Alıştırma A | Sayfaya göre AB, Kurumsal Sürdürülebilirlik Raporlama Direktifi kapsamına yaklaşık kaç AB şirketinin dâhil olmasını bekliyor?

Sayfa |
□ □ □ □ □ □ □

Avrupa Birliği Kurumsal Sürdürülebilirlik Raporlama Direktifinin Özel Sermayeye Etkisi*

 

 

 

 

Avrupa Birliği’nin (AB) Kurumsal Sürdürülebilirlik Raporlama Direktifi (Corporate Sustainability Reporting Directive-CSRD), şirketlerin, ayrıntılı Avrupa Sürdürülebilirlik Raporlama Standartlarına (European Sustainability Reporting Standards-ESRS[1]) uygun olarak, sağlanan bilgilerin dış ‘güvencesi’ ile birlikte geniş bir yelpazedeki sürdürülebilirlik bilgilerini yıllık raporlarına dâhil etmelerini gerektiren yeni bir hukuki çerçevedir. Kurumsal Sürdürülebilirlik Raporlama Direktifi, menkul kıymetleri AB’nin “düzenlenmiş piyasalarında” (regulated market) işlem gören AB şirketleri ile AB dışı şirketler için ilk olarak 01 Ocak 2024 veya sonrasında başlayan mali dönemler için yürürlüğe girecektir. 2025 yılından itibaren büyük halka kapalı AB şirketleri de kapsam dâhilinde olacaktır.

Gerekli hazırlık göz önüne alındığında, özel sermaye şirketlerine Kurumsal Sürdürülebilirlik Raporlama Direktifi’nin etkisini dikkate almaya başlamaları tavsiye edilmekte olup aşağıda şirketlerin atması için önerilen adımlar özetlenmektedir.

1. Borsada İşlem Görmeyen Şirketlere (unlisted companies) Uygulanması: Borsaya kote olmayan şirketlere uygulanması açısından Kurumsal Sürdürülebilirlik Raporlama Direktifi, aşağıdaki ölçütlerden en az ikisini aşan tüm büyük AB şirketlerine uygulanacaktır:

  • Çalışan sayısı 250’den fazla olan;
  • Net cirosu 40 milyon avronun üzerinde olan veya
  • Bilanço toplamı 20 milyon avro olan.

AB, kapsama yaklaşık 50 bin AB şirketinin dâhil olmasını bekliyor ki; bu da pekâlâ düşük bir tahmin olabilir.

Kurumsal Sürdürülebilirlik Raporlama Direktifi’nin kapsamı; 2028 yılından itibaren, grubun bir bütün olarak AB’de en az 150 milyon avro ciro üretmesi şartıyla, AB üyesi olmayan ülkelerin ana şirketleri tarafından yönetilen AB şirketlerini de kapsayacak şekilde genişleyerek dünya çapındaki grubu kapsayacaktır. Bu raporlar, hâlihazırda geliştirilmekte olan ve 2024 yılında Avrupa Komisyonu tarafından kabul edilmesi beklenen basitleştirilmiş raporlama standartlarını takip edecektir.

□ □ □ □ □ □ □

Verilen Veriler |
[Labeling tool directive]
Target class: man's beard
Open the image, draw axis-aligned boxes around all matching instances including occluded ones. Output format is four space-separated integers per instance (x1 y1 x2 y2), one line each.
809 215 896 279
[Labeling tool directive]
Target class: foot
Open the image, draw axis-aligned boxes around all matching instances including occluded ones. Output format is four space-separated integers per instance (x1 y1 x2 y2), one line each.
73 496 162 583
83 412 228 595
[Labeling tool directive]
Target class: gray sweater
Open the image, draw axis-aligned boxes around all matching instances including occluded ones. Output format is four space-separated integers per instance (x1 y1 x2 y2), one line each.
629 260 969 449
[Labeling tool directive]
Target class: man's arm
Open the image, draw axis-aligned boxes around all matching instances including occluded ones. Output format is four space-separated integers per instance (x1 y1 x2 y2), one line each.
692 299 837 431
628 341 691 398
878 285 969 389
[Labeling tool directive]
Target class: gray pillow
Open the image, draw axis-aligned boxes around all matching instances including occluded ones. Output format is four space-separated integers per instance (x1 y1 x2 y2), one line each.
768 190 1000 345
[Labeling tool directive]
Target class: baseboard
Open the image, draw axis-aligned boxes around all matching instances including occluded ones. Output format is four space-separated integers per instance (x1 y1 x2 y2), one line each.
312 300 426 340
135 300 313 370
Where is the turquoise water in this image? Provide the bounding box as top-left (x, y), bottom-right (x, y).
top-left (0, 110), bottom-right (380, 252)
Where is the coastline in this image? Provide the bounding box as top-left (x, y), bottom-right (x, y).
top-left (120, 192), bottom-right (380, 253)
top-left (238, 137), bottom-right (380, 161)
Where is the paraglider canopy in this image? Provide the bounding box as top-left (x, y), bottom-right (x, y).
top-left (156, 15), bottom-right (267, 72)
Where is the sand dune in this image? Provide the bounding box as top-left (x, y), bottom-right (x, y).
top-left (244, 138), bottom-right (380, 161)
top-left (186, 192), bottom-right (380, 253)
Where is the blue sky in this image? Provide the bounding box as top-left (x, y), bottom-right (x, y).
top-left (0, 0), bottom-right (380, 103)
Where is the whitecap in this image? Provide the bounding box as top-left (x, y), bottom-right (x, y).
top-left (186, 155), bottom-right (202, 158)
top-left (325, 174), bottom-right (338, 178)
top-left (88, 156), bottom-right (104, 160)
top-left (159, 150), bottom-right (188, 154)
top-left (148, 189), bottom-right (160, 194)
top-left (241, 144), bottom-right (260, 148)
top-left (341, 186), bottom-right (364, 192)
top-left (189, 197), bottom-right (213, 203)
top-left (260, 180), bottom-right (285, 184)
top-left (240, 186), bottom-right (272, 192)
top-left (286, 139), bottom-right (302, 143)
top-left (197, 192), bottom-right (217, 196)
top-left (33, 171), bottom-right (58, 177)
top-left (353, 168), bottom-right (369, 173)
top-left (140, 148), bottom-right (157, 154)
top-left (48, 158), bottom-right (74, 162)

□ □ □ □ □ □ □

Alıştırma B | Kayıtlarda "Where is the sand" ifadesini içeren satırdan kayıtların son satırına kadar (bu satır da dâhil) uzanan satırları güncelleyin: "whitecap" yerine "breaking wave" yazın, başka hiçbir şeyi değiştirmeyin. Yalnızca bu satırları verin.

Örnek Çözüm A | Yaklaşık 50 bin AB şirketinin.

Örnek Çözüm B |
Where is the sand dune in this image? Provide the bounding box as top-left (x, y), bottom-right (x, y).
top-left (244, 138), bottom-right (380, 161)
top-left (186, 192), bottom-right (380, 253)
Where is the blue sky in this image? Provide the bounding box as top-left (x, y), bottom-right (x, y).
top-left (0, 0), bottom-right (380, 103)
Where is the breaking wave in this image? Provide the bounding box as top-left (x, y), bottom-right (x, y).
top-left (186, 155), bottom-right (202, 158)
top-left (325, 174), bottom-right (338, 178)
top-left (88, 156), bottom-right (104, 160)
top-left (159, 150), bottom-right (188, 154)
top-left (148, 189), bottom-right (160, 194)
top-left (241, 144), bottom-right (260, 148)
top-left (341, 186), bottom-right (364, 192)
top-left (189, 197), bottom-right (213, 203)
top-left (260, 180), bottom-right (285, 184)
top-left (240, 186), bottom-right (272, 192)
top-left (286, 139), bottom-right (302, 143)
top-left (197, 192), bottom-right (217, 196)
top-left (33, 171), bottom-right (58, 177)
top-left (353, 168), bottom-right (369, 173)
top-left (140, 148), bottom-right (157, 154)
top-left (48, 158), bottom-right (74, 162)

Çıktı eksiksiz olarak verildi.